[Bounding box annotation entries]
>>>>>

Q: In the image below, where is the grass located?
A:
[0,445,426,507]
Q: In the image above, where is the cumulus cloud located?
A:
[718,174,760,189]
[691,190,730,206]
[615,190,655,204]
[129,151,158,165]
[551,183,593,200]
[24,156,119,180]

<<<<<

◆ **WHAT THIS TASK INVOLVES**:
Reproduce the listing above verbatim, line for line.

◆ **SOLUTION TO THIS TASK**:
Q: In the image below, where is the grass located?
A:
[0,445,426,507]
Q: In the image above, where is the cumulus cloud located?
A:
[718,174,760,189]
[691,190,730,206]
[615,190,655,204]
[129,151,158,165]
[551,183,593,200]
[24,156,119,180]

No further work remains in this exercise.